**Task 1**
Please print, word for word, the lines of the records starting at the line that contains "of the arched" and ending at the line that contains "[[91, 485]]", both lines included.

**Excerpt provided**
6b. How to use muzcat3.ps?
""""""""""""""""""""""""""
muzcat3.ps is a pre-compiled PostScript implementation of muZCat. See the
leading comments in the file for more details.

7. Is muZCat free software?
"""""""""""""""""""""""""""
Yes, it is licensed under the GNU GPL.

8a. Can I concatenate multiple compressed input files to get a concatenated
output?
"""""""
Yes. For example:

	gzip -c <a.file >a.file.gz
	zip -9 a.file.zip a.file
	cat a.file.gz a.file.zip a.file.gz >aaa.zzz
	muzcat <aaa.zzz >aaa.file
	# Now: filesize("aaa.file")==3*filesize("a.file")

8b. How can I prevent concatenation?
""""""""""""""""""""""""""""""""""""
Just instert the character 4 (Ctrl-D) into the input stream. For example:

	gzip -c <a.file >a.file.gz
	zip -9 a.file.zip a.file
	perl -e 'print chr(4)' >ctrl_d
	cat a.file.gz a.file.zip ctrl_d a.file.gz >aa.zz
	muzcat <aa.zz >aa.file
	# Now: filesize("aa.file")==2*filesize("a.file")

**Task 2**
Output the passage of the muZCat FAQ starting at "6b. How to use" and ending at "the GNU GPL.", copied without any change.

**Information given**
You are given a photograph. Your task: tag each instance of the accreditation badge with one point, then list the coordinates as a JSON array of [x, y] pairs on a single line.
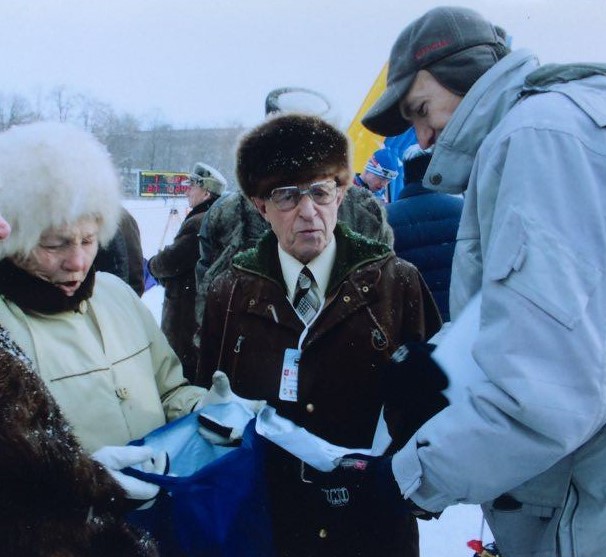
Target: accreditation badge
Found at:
[[289, 380]]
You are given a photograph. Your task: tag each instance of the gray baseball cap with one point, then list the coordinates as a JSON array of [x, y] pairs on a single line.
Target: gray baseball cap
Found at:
[[444, 32]]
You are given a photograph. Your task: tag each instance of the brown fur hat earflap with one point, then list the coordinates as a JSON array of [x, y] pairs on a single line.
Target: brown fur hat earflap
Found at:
[[291, 149]]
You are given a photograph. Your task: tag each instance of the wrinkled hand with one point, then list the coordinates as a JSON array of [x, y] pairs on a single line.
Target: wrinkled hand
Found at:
[[114, 459], [412, 385], [230, 431], [382, 492]]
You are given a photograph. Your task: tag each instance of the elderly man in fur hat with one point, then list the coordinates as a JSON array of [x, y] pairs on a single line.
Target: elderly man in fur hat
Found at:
[[93, 342], [305, 320]]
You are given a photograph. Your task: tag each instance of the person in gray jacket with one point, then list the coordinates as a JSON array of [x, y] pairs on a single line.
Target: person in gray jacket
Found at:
[[527, 143]]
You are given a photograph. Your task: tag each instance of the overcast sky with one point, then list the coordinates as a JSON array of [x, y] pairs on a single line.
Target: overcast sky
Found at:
[[212, 62]]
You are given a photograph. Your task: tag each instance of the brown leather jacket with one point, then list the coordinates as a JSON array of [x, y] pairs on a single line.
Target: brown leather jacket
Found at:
[[374, 303]]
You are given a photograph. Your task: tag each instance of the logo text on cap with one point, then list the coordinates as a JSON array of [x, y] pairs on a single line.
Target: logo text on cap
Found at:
[[430, 48]]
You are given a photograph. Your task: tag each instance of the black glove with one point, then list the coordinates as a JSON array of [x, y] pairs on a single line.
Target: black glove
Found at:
[[412, 385], [374, 476]]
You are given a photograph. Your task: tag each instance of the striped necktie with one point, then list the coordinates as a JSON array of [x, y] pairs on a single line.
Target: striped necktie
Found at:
[[306, 301]]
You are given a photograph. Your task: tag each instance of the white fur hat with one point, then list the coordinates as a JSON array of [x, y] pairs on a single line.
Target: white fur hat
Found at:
[[52, 175]]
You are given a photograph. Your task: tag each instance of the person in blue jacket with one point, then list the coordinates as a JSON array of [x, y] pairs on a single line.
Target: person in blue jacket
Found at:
[[425, 226]]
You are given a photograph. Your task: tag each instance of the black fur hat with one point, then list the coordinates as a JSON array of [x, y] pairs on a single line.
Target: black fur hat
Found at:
[[291, 149]]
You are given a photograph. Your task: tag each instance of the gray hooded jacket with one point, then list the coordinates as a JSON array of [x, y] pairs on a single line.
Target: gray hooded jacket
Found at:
[[529, 441]]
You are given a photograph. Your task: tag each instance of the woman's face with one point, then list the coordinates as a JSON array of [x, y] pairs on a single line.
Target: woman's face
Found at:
[[64, 255]]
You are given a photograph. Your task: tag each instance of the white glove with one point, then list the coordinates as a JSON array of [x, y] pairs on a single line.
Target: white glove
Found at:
[[221, 393], [230, 430], [143, 458]]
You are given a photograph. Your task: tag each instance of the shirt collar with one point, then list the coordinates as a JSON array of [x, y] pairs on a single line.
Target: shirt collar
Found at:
[[321, 267]]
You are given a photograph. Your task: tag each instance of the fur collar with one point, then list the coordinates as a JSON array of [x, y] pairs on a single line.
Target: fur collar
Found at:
[[353, 251], [32, 293]]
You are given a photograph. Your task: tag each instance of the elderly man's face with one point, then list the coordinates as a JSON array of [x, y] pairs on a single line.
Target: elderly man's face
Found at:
[[64, 255], [428, 106], [308, 228]]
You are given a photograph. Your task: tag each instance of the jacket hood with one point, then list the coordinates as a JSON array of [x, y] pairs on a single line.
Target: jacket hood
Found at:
[[480, 111]]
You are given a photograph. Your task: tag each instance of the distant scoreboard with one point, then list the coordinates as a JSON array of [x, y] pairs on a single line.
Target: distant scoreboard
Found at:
[[163, 184]]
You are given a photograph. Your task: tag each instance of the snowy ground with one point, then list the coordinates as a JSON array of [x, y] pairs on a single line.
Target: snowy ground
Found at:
[[446, 537]]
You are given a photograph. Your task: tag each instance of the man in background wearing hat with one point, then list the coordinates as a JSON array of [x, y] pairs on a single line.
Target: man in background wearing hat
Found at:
[[305, 320], [379, 173], [174, 267], [527, 145]]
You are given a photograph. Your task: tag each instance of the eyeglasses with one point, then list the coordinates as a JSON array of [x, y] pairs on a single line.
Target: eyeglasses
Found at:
[[288, 197]]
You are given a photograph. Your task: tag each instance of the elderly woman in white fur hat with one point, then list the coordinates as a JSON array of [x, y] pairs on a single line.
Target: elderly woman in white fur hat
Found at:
[[91, 339]]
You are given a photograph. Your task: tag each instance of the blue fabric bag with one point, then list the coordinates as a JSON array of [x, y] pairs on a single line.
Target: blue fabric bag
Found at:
[[213, 502]]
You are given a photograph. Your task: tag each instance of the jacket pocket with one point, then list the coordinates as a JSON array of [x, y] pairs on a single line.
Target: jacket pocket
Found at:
[[534, 263]]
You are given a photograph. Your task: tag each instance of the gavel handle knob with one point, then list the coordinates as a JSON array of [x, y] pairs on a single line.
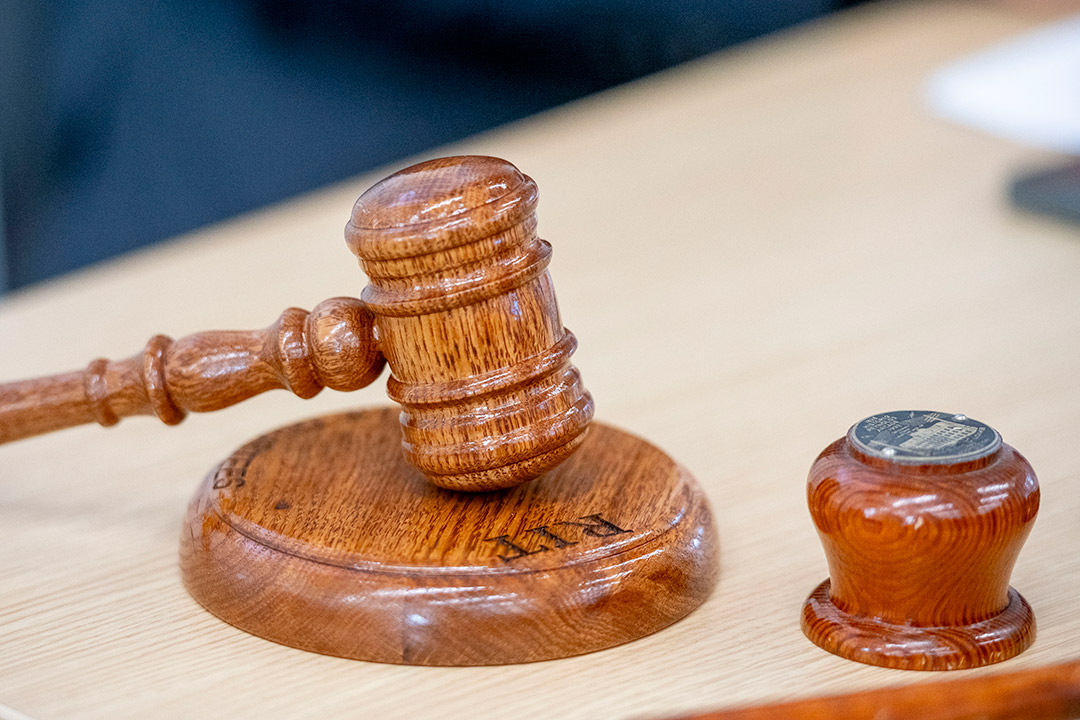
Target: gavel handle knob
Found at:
[[333, 347]]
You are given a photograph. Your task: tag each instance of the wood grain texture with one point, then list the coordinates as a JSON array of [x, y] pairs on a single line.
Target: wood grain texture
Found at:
[[468, 321], [331, 347], [919, 558], [758, 248], [1043, 693], [321, 537]]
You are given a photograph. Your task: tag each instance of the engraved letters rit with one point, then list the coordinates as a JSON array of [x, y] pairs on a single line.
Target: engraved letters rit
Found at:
[[592, 526]]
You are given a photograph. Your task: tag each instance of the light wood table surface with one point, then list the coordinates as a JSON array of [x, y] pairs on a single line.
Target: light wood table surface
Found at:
[[755, 250]]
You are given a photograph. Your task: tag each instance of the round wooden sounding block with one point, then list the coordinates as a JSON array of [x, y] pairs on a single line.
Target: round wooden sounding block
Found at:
[[321, 537]]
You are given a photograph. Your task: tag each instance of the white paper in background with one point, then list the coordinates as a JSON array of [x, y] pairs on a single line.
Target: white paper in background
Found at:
[[1026, 90]]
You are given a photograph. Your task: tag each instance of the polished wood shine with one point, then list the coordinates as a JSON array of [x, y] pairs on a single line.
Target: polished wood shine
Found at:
[[321, 537], [919, 558], [1043, 693], [467, 317], [331, 347]]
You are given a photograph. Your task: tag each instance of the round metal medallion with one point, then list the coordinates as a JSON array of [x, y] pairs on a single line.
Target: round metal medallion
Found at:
[[923, 437]]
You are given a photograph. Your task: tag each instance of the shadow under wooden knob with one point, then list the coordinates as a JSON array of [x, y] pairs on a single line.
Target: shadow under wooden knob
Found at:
[[467, 317]]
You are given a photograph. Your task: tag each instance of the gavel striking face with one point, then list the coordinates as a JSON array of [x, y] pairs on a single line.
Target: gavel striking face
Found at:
[[460, 306]]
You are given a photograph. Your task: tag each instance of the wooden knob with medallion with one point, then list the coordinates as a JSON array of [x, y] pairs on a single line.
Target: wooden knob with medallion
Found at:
[[922, 516]]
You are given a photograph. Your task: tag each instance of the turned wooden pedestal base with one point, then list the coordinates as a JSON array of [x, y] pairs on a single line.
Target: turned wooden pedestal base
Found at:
[[321, 537], [909, 648]]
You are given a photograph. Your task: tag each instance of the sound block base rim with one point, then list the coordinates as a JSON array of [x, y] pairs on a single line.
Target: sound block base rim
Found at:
[[596, 599], [873, 641]]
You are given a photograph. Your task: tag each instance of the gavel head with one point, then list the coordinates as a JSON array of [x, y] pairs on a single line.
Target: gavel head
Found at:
[[467, 318]]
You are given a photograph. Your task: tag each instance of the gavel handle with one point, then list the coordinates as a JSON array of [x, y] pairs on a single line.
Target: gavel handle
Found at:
[[1043, 693], [334, 345]]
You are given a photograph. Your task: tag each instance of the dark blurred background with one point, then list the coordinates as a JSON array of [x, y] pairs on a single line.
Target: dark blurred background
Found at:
[[124, 123]]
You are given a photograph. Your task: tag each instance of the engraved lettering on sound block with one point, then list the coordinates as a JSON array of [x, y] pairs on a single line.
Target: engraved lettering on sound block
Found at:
[[555, 535]]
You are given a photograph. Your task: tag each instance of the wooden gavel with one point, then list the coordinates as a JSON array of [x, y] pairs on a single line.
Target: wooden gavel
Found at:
[[460, 304]]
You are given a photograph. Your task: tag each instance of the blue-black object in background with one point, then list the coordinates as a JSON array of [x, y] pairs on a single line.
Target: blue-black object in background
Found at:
[[124, 123]]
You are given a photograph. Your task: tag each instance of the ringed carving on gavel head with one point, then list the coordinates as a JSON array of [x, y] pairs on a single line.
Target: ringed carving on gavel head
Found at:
[[466, 315], [460, 306]]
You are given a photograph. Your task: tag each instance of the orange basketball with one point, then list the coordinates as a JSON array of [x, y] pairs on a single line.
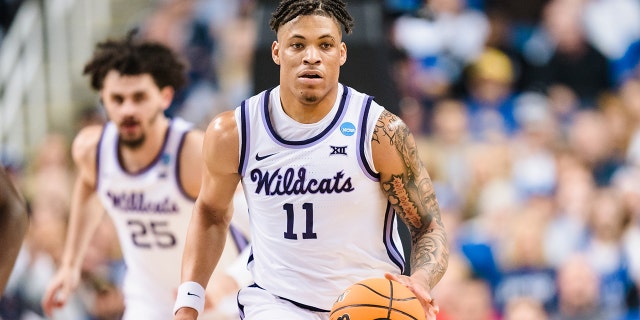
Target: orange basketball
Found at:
[[377, 299]]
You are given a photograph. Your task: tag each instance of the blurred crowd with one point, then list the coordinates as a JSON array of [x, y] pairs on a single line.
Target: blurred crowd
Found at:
[[526, 114]]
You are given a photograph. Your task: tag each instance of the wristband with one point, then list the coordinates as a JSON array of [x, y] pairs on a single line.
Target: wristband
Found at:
[[190, 294]]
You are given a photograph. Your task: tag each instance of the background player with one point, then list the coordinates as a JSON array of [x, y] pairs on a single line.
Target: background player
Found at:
[[13, 226], [146, 170], [326, 170]]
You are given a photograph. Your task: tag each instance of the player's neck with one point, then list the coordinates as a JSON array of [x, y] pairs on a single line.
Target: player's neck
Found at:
[[138, 158]]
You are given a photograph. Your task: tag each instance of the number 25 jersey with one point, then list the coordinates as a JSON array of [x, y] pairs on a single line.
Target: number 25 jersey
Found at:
[[151, 213]]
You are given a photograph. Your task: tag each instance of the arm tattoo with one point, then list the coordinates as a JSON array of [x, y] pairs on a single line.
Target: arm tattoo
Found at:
[[412, 195]]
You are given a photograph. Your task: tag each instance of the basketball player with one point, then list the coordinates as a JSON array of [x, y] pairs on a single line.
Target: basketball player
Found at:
[[326, 172], [146, 171], [13, 226]]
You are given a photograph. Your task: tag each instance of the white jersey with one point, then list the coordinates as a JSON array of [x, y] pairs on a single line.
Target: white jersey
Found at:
[[151, 213], [319, 220]]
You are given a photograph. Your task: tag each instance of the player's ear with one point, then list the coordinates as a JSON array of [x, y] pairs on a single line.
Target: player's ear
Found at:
[[275, 52], [167, 94]]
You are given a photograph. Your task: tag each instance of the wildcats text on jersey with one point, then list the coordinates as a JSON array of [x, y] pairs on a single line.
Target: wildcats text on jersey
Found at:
[[136, 202], [292, 182]]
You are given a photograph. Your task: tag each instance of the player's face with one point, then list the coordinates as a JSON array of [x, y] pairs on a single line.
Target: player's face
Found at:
[[310, 52], [134, 103]]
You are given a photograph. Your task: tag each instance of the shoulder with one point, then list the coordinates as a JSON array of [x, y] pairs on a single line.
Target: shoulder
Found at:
[[85, 144], [223, 128], [192, 143], [391, 142], [220, 148]]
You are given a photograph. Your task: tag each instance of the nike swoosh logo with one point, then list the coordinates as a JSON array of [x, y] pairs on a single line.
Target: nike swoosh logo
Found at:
[[260, 158]]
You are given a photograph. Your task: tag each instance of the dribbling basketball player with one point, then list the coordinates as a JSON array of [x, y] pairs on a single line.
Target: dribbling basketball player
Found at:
[[326, 172]]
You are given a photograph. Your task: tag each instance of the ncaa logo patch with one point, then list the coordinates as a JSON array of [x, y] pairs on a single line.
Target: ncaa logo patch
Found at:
[[348, 129]]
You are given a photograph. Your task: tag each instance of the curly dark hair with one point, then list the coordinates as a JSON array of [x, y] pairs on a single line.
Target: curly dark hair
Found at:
[[290, 9], [130, 56]]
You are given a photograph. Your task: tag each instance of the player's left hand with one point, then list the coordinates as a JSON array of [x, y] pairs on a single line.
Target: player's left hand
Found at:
[[421, 290]]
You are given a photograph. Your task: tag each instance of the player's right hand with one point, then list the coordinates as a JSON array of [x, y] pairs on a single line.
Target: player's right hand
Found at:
[[60, 288]]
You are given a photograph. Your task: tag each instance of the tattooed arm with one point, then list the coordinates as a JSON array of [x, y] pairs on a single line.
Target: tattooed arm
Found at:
[[406, 182]]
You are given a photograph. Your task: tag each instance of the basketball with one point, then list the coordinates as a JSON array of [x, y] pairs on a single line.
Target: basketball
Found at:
[[377, 299]]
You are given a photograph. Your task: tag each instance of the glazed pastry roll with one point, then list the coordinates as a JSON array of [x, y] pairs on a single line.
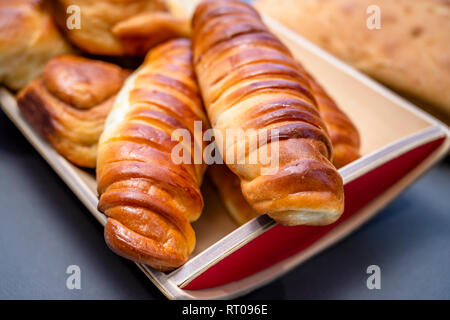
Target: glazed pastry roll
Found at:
[[344, 137], [28, 40], [249, 80], [116, 28], [149, 198], [69, 104], [343, 133]]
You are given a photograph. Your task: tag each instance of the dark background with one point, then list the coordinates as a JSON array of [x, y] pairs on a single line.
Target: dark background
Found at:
[[44, 228]]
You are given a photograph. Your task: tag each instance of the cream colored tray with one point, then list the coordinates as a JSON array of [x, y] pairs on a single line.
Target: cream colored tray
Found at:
[[399, 143]]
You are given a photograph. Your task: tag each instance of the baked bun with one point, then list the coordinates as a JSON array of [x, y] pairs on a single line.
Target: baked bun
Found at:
[[149, 198], [343, 133], [69, 104], [250, 81], [28, 40], [116, 28]]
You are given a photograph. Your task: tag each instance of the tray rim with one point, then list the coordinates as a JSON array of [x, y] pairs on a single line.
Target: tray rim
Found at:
[[169, 284]]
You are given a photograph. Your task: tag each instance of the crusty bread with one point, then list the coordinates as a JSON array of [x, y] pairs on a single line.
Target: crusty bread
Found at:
[[250, 81], [148, 198], [411, 51], [69, 104], [28, 40]]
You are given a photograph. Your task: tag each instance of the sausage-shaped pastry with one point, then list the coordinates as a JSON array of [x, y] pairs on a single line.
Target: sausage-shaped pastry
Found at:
[[148, 198], [343, 133], [249, 80], [69, 104], [344, 137]]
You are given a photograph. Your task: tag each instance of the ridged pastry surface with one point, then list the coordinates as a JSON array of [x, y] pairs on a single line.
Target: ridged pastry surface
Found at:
[[148, 198], [249, 80]]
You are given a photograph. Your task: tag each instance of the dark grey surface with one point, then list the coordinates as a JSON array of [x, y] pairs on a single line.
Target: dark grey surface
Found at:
[[44, 229]]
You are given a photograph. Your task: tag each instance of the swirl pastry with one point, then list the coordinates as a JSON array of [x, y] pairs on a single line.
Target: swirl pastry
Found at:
[[148, 198], [68, 105], [28, 40], [249, 80], [115, 28]]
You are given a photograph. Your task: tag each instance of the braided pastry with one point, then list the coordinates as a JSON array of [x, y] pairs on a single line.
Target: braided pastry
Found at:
[[249, 80], [148, 198], [343, 133], [68, 105], [345, 139]]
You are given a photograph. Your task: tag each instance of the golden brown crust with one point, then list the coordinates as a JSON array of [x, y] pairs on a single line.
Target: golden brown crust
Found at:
[[148, 198], [111, 27], [256, 84], [28, 40], [343, 133], [69, 104]]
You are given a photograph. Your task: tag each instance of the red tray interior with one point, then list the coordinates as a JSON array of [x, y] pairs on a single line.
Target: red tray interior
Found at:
[[281, 242]]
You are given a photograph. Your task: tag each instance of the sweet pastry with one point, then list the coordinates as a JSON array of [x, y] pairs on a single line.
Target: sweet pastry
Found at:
[[344, 137], [69, 104], [148, 197], [116, 28], [28, 40], [250, 81], [343, 133]]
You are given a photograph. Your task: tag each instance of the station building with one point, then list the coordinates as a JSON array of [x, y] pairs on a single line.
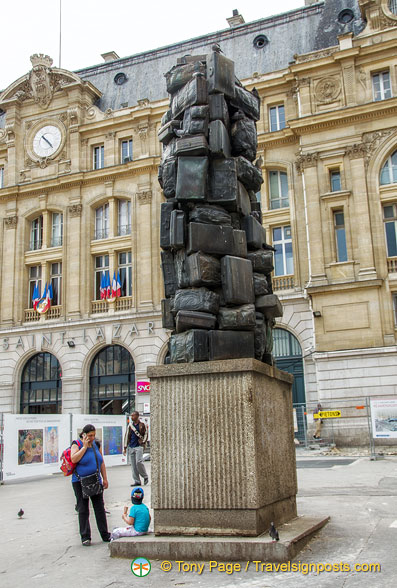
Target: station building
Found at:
[[90, 203]]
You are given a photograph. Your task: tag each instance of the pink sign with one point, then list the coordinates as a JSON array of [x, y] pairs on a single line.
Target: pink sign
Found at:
[[143, 387]]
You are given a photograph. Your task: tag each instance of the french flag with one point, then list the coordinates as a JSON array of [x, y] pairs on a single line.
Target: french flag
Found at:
[[102, 288], [118, 285], [36, 296], [108, 288], [114, 286]]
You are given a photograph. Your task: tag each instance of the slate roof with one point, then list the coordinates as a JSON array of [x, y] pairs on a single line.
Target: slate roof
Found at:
[[305, 29]]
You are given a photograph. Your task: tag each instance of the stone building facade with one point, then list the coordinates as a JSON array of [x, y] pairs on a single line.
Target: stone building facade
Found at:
[[327, 139]]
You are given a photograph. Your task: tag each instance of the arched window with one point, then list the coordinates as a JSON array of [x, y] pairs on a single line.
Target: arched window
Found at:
[[112, 381], [41, 386], [102, 222], [124, 217], [388, 174], [287, 354], [393, 6], [285, 344], [278, 189]]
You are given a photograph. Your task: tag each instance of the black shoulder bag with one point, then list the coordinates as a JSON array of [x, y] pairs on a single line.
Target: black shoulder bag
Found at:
[[91, 485]]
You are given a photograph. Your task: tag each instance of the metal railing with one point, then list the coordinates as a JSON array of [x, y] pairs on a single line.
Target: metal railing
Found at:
[[31, 315], [35, 244], [101, 234], [124, 230], [392, 263], [124, 303], [98, 306], [283, 282], [56, 241]]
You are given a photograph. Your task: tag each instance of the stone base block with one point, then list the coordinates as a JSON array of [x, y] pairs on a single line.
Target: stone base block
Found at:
[[293, 537], [222, 448], [242, 522]]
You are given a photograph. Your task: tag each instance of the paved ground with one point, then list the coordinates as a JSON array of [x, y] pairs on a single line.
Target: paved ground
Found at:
[[43, 548]]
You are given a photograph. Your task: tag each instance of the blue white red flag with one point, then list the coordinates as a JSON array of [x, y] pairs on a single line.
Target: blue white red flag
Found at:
[[45, 301], [118, 287], [36, 295], [114, 286], [102, 288], [108, 288]]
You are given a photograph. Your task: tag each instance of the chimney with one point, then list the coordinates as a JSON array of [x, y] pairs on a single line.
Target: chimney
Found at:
[[236, 19], [110, 56]]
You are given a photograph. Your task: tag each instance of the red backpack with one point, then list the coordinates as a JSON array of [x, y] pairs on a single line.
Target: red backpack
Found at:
[[67, 466]]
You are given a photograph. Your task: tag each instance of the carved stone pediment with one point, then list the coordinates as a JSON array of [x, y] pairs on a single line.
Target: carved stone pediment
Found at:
[[307, 160], [40, 83], [378, 14], [144, 196]]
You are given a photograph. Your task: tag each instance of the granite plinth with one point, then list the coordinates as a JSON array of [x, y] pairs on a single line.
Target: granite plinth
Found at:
[[223, 454], [293, 537]]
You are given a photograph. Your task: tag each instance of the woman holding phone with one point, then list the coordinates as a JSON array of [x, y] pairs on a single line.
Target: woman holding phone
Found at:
[[86, 453]]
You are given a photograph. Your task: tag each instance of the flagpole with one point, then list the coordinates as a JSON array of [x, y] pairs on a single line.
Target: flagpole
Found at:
[[60, 32]]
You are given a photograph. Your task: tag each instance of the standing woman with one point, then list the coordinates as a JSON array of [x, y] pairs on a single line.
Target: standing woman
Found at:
[[87, 455]]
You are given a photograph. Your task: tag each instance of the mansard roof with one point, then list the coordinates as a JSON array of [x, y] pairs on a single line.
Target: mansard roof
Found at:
[[303, 30]]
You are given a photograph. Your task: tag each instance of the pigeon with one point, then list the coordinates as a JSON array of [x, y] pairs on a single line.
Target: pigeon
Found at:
[[273, 533]]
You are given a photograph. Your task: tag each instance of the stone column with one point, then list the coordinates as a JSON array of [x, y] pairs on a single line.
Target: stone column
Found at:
[[307, 166], [73, 270], [365, 250], [223, 453], [144, 251]]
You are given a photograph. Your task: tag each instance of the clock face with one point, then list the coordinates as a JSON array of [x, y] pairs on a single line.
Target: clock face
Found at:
[[47, 141]]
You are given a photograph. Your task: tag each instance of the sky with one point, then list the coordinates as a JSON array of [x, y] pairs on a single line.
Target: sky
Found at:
[[92, 27]]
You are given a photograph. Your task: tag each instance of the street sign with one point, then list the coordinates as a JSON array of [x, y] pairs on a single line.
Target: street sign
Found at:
[[328, 414]]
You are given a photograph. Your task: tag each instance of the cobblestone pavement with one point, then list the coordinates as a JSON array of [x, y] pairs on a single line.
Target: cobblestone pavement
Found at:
[[43, 548]]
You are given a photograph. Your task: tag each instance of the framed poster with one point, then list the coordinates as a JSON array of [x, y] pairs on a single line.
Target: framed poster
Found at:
[[384, 418], [34, 443]]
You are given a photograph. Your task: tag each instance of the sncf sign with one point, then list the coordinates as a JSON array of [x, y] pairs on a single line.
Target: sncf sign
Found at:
[[143, 387]]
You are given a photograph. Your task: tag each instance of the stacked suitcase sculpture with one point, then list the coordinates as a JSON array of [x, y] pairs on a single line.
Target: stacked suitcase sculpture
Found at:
[[216, 265]]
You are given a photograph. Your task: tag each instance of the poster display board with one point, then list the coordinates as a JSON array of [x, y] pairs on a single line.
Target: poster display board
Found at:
[[33, 444], [110, 431], [384, 418]]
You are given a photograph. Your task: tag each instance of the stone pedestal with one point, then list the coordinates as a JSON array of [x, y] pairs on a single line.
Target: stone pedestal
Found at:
[[223, 454]]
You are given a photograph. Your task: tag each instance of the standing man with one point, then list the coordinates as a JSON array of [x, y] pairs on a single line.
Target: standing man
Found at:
[[135, 442]]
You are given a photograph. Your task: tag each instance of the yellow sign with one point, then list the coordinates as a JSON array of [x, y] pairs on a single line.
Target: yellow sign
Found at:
[[328, 414]]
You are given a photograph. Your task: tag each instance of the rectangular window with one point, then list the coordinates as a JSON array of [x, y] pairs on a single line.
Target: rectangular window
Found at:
[[101, 266], [57, 229], [36, 233], [335, 180], [56, 283], [102, 222], [124, 217], [126, 151], [98, 156], [34, 278], [278, 188], [381, 86], [390, 220], [340, 236], [277, 117], [125, 270], [283, 257]]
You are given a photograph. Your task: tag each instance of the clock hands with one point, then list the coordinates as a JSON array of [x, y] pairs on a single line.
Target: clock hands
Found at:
[[46, 140]]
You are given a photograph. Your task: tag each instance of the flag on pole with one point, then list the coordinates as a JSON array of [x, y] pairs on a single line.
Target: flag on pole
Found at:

**Response 1**
You are given a photograph. Your task: tag each instance of the arched window with one point, then list the coordinates as a JSON array of [x, y] pairs on a single line.
Target: arched window
Found at:
[[112, 381], [41, 386], [102, 222], [124, 217], [388, 174], [287, 354], [393, 6], [285, 344], [278, 189]]
You are given a photograph. Your task: tag each instance of the black shoulder bag with one point, then list the coordinates as a JSON array of [x, y] pairs on a single line.
Target: black shoulder bag
Found at:
[[91, 485]]

**Response 2**
6b. How to use muzcat3.ps?
""""""""""""""""""""""""""
muzcat3.ps is a pre-compiled PostScript implementation of muZCat. See the
leading comments in the file for more details.

7. Is muZCat free software?
"""""""""""""""""""""""""""
Yes, it is licensed under the GNU GPL.